Prompt: What is needed is an exact copy of every entry.

Provided entries:
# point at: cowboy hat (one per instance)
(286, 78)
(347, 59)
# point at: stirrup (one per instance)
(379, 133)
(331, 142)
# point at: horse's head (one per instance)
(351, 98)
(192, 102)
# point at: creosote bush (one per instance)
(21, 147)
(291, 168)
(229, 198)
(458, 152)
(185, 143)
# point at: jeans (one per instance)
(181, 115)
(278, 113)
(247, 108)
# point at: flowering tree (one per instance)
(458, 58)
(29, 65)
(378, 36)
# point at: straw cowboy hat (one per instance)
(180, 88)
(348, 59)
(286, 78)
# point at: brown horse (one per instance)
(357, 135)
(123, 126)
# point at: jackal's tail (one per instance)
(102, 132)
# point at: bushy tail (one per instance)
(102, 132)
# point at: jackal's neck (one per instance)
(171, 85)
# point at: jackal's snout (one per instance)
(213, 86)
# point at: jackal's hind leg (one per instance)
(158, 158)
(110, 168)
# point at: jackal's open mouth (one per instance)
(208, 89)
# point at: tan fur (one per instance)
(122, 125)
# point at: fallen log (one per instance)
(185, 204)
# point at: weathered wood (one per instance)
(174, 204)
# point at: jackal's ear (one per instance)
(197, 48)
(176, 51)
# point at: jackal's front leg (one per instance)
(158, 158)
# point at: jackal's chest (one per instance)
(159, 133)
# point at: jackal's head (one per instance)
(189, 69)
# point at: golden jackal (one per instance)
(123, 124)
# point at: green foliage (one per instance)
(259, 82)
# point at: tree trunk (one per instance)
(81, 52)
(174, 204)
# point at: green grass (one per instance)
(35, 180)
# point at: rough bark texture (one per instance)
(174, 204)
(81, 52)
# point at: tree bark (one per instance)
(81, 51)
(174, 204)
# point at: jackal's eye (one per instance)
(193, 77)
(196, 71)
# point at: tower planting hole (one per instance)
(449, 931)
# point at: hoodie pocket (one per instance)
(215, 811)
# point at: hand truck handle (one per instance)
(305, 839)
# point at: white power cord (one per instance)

Expected answer:
# point at: cowboy hat (one per instance)
(286, 78)
(347, 59)
# point at: stirrup (one per instance)
(379, 133)
(331, 142)
# point at: horse's head (one per instance)
(351, 98)
(192, 102)
# point at: creosote bush (one per instance)
(21, 147)
(291, 168)
(229, 198)
(458, 152)
(185, 143)
# point at: jeans (one per instance)
(181, 115)
(278, 113)
(247, 108)
# point at: flowering tree (one per instance)
(458, 58)
(29, 65)
(378, 36)
# point at: straw cowboy hat (one per instance)
(180, 88)
(348, 59)
(286, 78)
# point at: brown horse (one per instance)
(357, 135)
(123, 126)
# point at: jackal's tail (one per instance)
(102, 132)
# point at: bushy tail (one per instance)
(102, 132)
# point at: jackal's neck (one per instance)
(171, 85)
# point at: jackal's snout (one per instance)
(213, 86)
# point at: jackal's hind leg (one per instance)
(158, 158)
(110, 168)
# point at: jackal's open mouth (one per instance)
(208, 89)
# point at: tan fur (one per instance)
(122, 125)
# point at: fallen log (one per instance)
(185, 204)
# point at: weathered wood (one per instance)
(174, 204)
# point at: jackal's ear (one per instance)
(197, 48)
(176, 51)
# point at: jackal's front leg (one per instance)
(158, 158)
# point at: jackal's chest (one per instance)
(159, 133)
# point at: jackal's head (one per instance)
(189, 69)
# point at: golden jackal (one per instance)
(123, 124)
# point at: green foliage (one per instance)
(259, 82)
# point at: tree trunk (one per instance)
(81, 52)
(174, 204)
# point at: green grass (one per instance)
(35, 180)
# point at: rough bark texture (one per instance)
(174, 204)
(81, 52)
# point at: tree bark (one per instance)
(81, 51)
(174, 204)
# point at: jackal's eye (one per instance)
(193, 77)
(196, 71)
# point at: tower planting hole (one per instance)
(449, 931)
# point at: hoodie pocket (one per instance)
(215, 811)
# point at: hand truck handle (one per instance)
(305, 839)
# point at: white power cord (one per instance)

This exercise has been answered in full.